====== DATA RECORDS

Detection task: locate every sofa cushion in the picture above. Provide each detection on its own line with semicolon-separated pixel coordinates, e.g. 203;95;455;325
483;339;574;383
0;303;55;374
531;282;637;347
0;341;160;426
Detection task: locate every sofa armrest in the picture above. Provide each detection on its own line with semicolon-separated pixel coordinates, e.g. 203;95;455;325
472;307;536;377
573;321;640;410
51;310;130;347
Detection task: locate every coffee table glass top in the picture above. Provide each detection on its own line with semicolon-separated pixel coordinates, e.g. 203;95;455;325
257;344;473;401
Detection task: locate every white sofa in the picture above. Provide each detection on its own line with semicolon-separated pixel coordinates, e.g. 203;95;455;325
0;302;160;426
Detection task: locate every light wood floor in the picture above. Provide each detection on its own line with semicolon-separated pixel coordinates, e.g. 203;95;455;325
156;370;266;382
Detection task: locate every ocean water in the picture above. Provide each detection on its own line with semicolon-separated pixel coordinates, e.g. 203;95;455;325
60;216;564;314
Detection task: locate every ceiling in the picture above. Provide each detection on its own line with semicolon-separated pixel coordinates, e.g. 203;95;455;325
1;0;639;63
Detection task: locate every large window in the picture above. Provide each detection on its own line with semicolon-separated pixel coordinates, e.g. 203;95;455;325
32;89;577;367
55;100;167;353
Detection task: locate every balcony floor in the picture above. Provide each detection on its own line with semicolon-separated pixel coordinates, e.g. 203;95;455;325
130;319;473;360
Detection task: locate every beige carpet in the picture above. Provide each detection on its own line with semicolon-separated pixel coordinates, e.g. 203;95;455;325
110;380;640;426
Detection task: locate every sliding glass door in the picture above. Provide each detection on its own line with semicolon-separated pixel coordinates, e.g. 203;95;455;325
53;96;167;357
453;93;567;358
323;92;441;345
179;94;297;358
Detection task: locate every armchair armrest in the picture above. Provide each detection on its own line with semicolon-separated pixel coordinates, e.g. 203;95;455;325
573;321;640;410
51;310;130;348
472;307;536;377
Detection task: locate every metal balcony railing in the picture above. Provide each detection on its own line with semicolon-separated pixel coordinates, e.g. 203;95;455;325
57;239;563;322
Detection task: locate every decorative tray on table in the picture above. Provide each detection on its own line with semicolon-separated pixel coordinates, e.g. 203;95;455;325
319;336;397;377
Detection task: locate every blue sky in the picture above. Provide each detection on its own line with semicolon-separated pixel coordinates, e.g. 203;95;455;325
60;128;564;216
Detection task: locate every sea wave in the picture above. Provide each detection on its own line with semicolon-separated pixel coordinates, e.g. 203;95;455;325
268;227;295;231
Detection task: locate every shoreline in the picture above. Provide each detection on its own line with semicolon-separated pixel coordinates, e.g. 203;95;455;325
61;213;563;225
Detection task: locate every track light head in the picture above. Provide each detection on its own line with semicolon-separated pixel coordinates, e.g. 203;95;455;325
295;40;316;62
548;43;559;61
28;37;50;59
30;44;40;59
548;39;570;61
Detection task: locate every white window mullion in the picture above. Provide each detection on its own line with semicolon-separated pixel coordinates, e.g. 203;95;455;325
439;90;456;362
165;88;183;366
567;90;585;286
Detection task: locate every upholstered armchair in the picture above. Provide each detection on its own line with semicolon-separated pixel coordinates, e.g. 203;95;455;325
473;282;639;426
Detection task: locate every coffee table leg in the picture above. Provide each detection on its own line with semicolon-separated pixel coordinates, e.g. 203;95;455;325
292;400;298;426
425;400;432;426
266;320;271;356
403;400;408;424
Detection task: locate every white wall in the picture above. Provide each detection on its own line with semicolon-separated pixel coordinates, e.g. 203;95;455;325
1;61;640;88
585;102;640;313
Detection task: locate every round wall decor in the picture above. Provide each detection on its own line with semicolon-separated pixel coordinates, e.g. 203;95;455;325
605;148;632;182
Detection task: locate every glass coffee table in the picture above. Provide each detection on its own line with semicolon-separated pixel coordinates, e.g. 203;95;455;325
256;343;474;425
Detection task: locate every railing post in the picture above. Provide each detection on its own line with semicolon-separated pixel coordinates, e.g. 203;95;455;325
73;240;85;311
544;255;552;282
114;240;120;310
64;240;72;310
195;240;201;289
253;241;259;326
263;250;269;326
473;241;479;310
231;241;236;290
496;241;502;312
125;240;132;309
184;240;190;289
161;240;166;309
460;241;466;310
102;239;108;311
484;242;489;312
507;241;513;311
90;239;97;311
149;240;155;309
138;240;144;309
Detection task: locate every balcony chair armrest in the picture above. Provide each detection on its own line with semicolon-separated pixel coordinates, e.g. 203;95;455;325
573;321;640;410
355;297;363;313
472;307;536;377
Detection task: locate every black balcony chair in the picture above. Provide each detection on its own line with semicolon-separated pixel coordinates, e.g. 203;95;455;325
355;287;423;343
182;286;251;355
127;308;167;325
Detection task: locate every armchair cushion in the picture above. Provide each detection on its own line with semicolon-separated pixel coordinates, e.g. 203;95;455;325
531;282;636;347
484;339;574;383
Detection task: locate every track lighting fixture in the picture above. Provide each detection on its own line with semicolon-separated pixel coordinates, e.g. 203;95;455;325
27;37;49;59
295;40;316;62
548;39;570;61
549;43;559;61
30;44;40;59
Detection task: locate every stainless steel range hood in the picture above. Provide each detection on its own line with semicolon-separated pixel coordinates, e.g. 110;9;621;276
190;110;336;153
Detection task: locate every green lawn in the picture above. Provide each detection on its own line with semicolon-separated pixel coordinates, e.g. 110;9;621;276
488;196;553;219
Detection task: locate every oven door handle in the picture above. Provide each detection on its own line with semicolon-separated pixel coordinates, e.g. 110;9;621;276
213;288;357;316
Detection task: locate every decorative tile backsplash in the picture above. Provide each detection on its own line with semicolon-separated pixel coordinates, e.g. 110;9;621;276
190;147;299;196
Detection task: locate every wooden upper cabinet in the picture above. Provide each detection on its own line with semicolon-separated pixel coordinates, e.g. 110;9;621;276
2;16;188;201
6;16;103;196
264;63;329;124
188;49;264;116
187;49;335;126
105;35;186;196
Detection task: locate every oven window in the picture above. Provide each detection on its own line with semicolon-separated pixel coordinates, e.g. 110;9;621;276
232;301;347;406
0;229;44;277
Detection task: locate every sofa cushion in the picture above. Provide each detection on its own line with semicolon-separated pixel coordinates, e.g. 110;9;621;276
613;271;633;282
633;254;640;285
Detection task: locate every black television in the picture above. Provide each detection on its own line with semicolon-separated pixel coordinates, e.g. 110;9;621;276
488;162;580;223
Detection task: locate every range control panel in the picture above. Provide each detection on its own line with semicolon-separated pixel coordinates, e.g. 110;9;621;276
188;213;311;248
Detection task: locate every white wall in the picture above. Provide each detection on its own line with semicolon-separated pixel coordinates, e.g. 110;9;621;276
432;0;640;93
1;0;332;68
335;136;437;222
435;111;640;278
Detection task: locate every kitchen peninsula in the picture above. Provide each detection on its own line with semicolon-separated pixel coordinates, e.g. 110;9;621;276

============

▶ **PROBLEM DESCRIPTION**
Repeat the data exactly, with every line included.

▶ **YOUR RESPONSE**
Detection task: locate every sofa cushion in the picture above. Provide each detection on its own line with semicolon-separated pixel coordinates, e.g. 203;95;455;325
483;339;574;383
0;303;55;374
531;282;637;347
0;341;160;426
Detection task: locate every sofa armrest in the picture above. Provide each detection on its own line with semicolon-separated pixel coordinates, e.g. 203;95;455;325
472;307;536;377
573;321;640;410
51;310;130;347
Detection task: locate every coffee table glass top in the picture above. Provide each detection on its own line with semicolon-separated pixel coordinates, e.g. 203;95;455;325
257;344;473;401
Detection task: locate every white sofa in the picture above. Provide each detection on its own line with semicolon-separated pixel coordinates, e.g. 203;95;455;325
0;302;160;426
Detection task: locate every light wood floor in the picture above. Provide each detection on its own line with semicolon-separated pixel coordinates, e.g. 203;95;455;325
156;370;266;382
Detection task: locate every ocean water in the picture above. Provide each detection on its own line with semicolon-separated pixel coordinates, e.g. 203;95;455;325
60;216;564;314
Detection task: locate every ceiling in the picture above. Provide each detection on its own line with semicolon-separated pixel coordinates, e.g. 203;95;455;325
1;0;639;63
Detection task: locate every large window in the picture above. Provide each detection on its own line with semicolon-separated pixel coordinates, e.g. 203;95;455;325
32;89;577;367
55;100;167;353
Detection task: locate every balcony floor in the picture above. Provide each detection on its own line with semicolon-separated pixel coordinates, e.g. 203;95;455;325
130;319;473;360
Detection task: locate every beige carpet in the picture above. Provide each detection on its own line with semicolon-separated pixel coordinates, e.g. 203;95;455;325
110;380;640;426
Detection task: locate every sliding glass door in the picture above. Provide each detection on its own line with semicolon-separated pixel coordinates, e.g. 203;95;455;325
53;96;167;357
453;93;567;358
323;92;441;345
179;94;297;358
Detection task: locate every armchair armrest in the picture above. Provide each detection on its own line with semicolon-separated pixel coordinates, e.g. 203;95;455;325
573;321;640;410
51;310;130;348
472;307;536;377
Detection task: locate every metal balcony railing in the picture above. Provide each detection on its own line with semicolon-separated pixel coordinates, e.g. 203;95;455;325
57;239;563;322
Detection task: locate every decorative tray on table in the picture above. Provide each detection on its own line with semicolon-separated pixel coordinates, e.g. 203;95;455;325
319;336;397;377
Detection task: locate every blue sky in the picture above. Provide each detection on its own line with semicolon-separated pixel coordinates, e.g. 203;95;455;325
60;128;564;216
Detection task: locate every sea wave in the picture above. Provide each detection on its own line with semicolon-separated pixel coordinates, e.g. 203;95;455;325
268;227;295;231
Detection task: locate every shoreline in the picture above. Provide each detection on its own line with semicolon-separated pixel coordinates, e.g. 203;95;455;325
61;213;563;225
Detection task: locate every track light head in the picture above. Provide each detection on its own line with semicolon-separated pixel coordinates, e.g. 203;95;455;325
295;40;316;62
548;43;559;61
28;37;50;59
30;44;40;59
548;39;570;61
Detection task: locate every white window mullion in the picture above. Provide each detection on its own line with semicolon-separated pixel coordinates, e.g. 203;95;455;325
439;90;456;362
165;88;183;366
567;90;585;286
Detection task: locate every upholstered armchair in the picture above. Provide each detection on its own line with semicolon-separated pixel coordinates, e.g. 203;95;455;325
473;282;639;426
Detection task: locate every coffee table leg in the picture above. Provide each detection on its own line with semicolon-separated pixel coordinates, e.g. 203;95;455;325
292;400;298;426
425;400;432;426
266;320;271;356
403;400;408;424
Detection task: locate every white wall in the picture above. Provide each detection on its own line with semicolon-separated pixel coordinates, e.g. 203;95;455;325
1;61;640;88
585;102;640;313
Detection task: locate every round wall decor in the picture above. Provide each detection on its own line with semicolon-separated pixel coordinates, e.g. 203;95;455;325
605;148;632;182
Detection task: locate every glass coffee table in the picture above. Provide each detection on its own line with semicolon-separated pixel coordinates, e.g. 203;95;455;325
256;343;474;425
Detection task: locate every railing post in the picture above. Provide each detection on its own line with semicolon-separated pixel coordinates, e.g. 203;95;455;325
73;240;85;311
544;255;552;282
114;240;120;310
64;240;72;310
195;240;201;289
253;241;259;326
263;250;269;326
473;241;479;310
231;241;236;290
496;241;502;312
125;240;132;309
184;240;190;289
161;240;166;309
460;241;466;310
102;239;108;311
484;242;489;312
507;241;513;311
90;239;97;311
149;240;155;309
138;240;144;309
Detection task: locate every balcony chair armrest in the picture above. Provide each detection on its own line with semicolon-separated pixel coordinates, e.g. 203;95;455;325
573;321;640;410
355;297;363;313
472;307;536;377
Detection task: locate every black balcony chair in the picture above. Provide each detection on its own line with semicolon-separated pixel coordinates, e.g. 203;95;455;325
355;287;423;343
182;286;251;355
127;308;167;325
Detection task: locate every armchair cushion in the picture above. Provide each detection on its own line with semicolon-separated pixel coordinates, e.g. 203;95;455;325
531;282;636;347
484;339;574;383
Detection task: locate every track lighting fixture in the picture above. Provide each detection on its own line with semicolon-separated pixel coordinates, e.g. 203;95;455;325
27;37;49;59
295;40;316;62
548;39;570;61
549;43;559;61
30;44;40;59
Detection task: locate every stainless steel range hood in the picture above. Provide each detection on its own line with semicolon-separated pixel coordinates, e.g. 110;9;621;276
190;110;336;153
Detection task: locate every green lawn in the picture above. Provide each detection on its own line with semicolon-separated pixel coordinates, e.g. 110;9;621;276
488;196;553;219
Detection task: locate every oven door handle in the picture above. Provide each detection on its own line with semicolon-separated pixel coordinates, e.g. 110;9;621;276
213;288;357;316
Detection task: locate every decorative tile backsplash in the picture above. Provide each detection on its own line with semicolon-separated pixel coordinates, e.g. 110;9;621;276
190;147;299;196
Detection task: locate every wooden upper cabinet in the picture above. Provide each detection on its own line with semicolon-separated pixel coordinates, e.g. 110;9;621;276
2;16;188;201
6;16;103;196
264;63;329;124
188;49;264;116
187;49;335;126
105;35;186;196
Detection task: locate every oven window in the picture above. Provide each detection on its own line with semicolon-separated pixel coordinates, e.g. 110;9;621;276
232;301;347;406
0;229;44;277
Detection task: locate every sofa cushion in the picture above. Provide each detection on its own line with semicolon-separated pixel coordinates, e.g. 110;9;621;276
613;271;633;282
633;254;640;285
Detection task: locate every black television in the picture above. Provide each detection on its own line with semicolon-separated pixel coordinates, e.g. 110;9;621;276
488;162;580;223
Detection task: locate every range control panel in the picture above. Provide each detection on its own line with semicolon-separated pixel coordinates, e.g. 110;9;621;276
188;213;311;248
Detection task: locate every white wall in the picture above. Provide each detection on its own line with semicolon-separated pixel coordinates, e.g. 110;9;621;276
432;0;640;93
1;0;332;68
335;136;437;222
435;111;640;278
Detection task: locate every kitchen peninsula in the picture above. Provide each detection on its own line with semicolon-separated pixel coordinates, e.g. 110;9;621;276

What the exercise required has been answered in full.